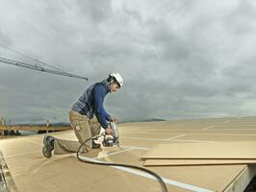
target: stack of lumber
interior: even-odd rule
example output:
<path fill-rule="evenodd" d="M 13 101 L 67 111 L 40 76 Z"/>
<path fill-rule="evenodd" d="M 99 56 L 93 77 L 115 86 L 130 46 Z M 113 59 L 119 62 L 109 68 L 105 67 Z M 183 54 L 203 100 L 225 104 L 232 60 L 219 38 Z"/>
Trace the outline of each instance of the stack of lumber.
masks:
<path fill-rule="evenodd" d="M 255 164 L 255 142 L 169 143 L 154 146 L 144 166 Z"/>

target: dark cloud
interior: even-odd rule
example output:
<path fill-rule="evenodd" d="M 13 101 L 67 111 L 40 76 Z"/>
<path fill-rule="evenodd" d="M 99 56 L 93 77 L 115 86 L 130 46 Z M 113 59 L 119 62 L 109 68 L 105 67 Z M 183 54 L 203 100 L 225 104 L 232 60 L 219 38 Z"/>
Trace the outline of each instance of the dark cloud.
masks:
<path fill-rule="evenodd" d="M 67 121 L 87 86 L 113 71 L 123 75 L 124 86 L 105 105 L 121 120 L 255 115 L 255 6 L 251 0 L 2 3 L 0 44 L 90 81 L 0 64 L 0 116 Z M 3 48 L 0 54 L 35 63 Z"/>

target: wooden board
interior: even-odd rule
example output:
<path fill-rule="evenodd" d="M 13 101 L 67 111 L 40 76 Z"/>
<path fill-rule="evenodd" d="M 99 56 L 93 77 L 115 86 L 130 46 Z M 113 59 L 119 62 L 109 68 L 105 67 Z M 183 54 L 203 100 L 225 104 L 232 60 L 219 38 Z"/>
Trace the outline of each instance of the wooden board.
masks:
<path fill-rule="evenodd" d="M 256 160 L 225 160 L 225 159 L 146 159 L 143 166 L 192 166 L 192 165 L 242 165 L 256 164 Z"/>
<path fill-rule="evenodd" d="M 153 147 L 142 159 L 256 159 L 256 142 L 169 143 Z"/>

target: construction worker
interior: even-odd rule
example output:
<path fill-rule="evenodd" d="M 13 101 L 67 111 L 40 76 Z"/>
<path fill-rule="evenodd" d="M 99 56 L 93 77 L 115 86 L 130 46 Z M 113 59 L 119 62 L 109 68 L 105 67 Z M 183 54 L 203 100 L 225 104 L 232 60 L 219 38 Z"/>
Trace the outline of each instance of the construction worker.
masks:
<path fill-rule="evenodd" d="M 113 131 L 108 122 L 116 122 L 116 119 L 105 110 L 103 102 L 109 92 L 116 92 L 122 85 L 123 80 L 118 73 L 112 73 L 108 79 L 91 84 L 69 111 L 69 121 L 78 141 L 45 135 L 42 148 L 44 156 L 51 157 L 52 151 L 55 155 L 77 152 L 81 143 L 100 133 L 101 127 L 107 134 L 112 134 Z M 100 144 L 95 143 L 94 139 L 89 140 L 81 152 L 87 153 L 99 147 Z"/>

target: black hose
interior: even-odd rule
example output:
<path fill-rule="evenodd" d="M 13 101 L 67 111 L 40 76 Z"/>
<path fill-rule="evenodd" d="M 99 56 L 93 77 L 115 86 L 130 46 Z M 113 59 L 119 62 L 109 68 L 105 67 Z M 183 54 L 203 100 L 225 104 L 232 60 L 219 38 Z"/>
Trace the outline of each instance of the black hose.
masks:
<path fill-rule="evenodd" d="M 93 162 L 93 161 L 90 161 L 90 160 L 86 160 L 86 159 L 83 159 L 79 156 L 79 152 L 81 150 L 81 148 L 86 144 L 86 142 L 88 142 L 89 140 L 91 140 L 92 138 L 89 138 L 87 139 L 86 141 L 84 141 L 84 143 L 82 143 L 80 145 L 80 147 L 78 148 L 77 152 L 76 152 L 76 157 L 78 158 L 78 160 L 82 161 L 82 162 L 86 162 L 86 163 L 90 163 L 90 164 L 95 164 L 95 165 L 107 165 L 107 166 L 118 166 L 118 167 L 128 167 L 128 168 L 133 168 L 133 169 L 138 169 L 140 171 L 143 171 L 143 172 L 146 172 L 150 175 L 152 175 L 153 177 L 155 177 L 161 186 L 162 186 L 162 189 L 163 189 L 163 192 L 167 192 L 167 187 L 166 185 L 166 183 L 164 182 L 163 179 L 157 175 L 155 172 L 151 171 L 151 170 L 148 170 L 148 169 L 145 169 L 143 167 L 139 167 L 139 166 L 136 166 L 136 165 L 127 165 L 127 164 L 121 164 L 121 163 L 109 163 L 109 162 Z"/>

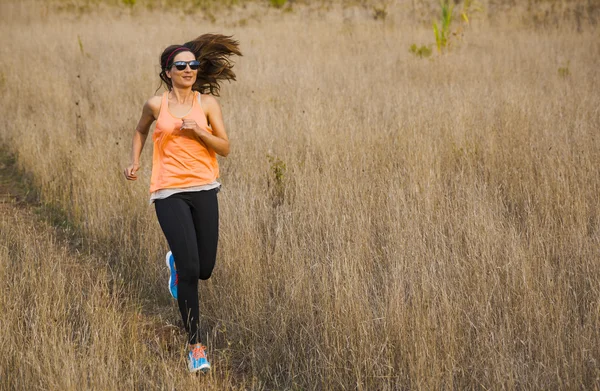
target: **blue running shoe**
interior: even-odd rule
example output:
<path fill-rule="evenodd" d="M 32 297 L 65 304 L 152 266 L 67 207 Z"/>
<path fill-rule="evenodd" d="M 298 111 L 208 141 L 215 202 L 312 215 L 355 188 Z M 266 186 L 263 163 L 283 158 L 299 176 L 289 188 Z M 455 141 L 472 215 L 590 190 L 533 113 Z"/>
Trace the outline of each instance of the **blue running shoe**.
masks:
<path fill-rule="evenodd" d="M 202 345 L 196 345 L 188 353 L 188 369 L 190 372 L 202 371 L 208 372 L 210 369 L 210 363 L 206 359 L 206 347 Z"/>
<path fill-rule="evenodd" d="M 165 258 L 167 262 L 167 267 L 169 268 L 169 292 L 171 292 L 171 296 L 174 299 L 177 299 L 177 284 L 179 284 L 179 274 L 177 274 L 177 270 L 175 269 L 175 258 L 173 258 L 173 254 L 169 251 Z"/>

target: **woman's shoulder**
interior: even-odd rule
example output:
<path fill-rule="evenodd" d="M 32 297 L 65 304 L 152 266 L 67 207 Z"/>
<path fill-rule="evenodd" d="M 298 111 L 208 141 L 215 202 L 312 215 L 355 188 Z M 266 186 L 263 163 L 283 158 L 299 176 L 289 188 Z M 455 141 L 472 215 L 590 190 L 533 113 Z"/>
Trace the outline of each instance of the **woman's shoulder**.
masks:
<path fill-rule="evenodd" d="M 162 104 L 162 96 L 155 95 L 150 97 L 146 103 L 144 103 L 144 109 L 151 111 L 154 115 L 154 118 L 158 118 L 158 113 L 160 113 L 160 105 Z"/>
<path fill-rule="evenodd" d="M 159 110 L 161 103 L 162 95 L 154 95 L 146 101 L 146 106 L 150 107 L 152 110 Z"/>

• • •

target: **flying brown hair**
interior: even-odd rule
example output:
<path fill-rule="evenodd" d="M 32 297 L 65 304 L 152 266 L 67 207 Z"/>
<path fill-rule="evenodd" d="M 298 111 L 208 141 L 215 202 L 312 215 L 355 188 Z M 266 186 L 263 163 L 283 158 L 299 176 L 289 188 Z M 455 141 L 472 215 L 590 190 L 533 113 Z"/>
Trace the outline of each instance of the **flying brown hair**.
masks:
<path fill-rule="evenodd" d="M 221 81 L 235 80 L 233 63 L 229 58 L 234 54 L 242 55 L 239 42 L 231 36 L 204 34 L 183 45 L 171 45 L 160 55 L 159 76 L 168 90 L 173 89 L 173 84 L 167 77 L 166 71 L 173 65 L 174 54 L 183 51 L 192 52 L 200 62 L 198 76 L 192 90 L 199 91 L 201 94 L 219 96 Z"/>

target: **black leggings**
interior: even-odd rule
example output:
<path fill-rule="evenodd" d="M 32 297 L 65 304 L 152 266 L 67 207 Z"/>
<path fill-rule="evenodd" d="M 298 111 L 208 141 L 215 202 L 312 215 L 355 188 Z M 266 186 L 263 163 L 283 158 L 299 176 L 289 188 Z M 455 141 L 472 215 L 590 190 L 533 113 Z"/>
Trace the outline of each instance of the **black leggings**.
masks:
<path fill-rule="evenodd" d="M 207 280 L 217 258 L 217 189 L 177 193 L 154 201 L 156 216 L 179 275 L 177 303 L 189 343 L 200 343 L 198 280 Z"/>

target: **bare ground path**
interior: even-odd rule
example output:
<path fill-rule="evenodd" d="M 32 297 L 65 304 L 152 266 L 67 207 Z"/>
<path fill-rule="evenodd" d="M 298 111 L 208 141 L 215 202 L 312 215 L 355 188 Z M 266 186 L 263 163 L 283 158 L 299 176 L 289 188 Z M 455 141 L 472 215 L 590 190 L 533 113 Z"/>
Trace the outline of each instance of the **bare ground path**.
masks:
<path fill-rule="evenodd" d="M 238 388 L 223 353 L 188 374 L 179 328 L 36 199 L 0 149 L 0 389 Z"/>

• • •

» Prompt
Reproduce the listing lines verbatim, beginning with the line that contains "target: **woman's shoulder**" and ending after the line that contains "162 104 L 162".

» Solution to this problem
target: **woman's shoulder**
interior: even-odd rule
example output:
<path fill-rule="evenodd" d="M 32 297 L 65 304 L 152 266 L 67 207 Z"/>
<path fill-rule="evenodd" d="M 298 111 L 208 141 L 215 202 L 312 215 L 355 188 Z M 266 186 L 263 163 L 283 158 L 299 176 L 289 188 Z M 455 141 L 472 215 L 590 190 L 533 113 Z"/>
Trace the outline of each instance of the **woman's shoulder**.
masks:
<path fill-rule="evenodd" d="M 162 104 L 162 96 L 155 95 L 150 97 L 146 103 L 144 103 L 144 109 L 151 111 L 154 115 L 154 118 L 158 118 L 158 113 L 160 113 L 160 105 Z"/>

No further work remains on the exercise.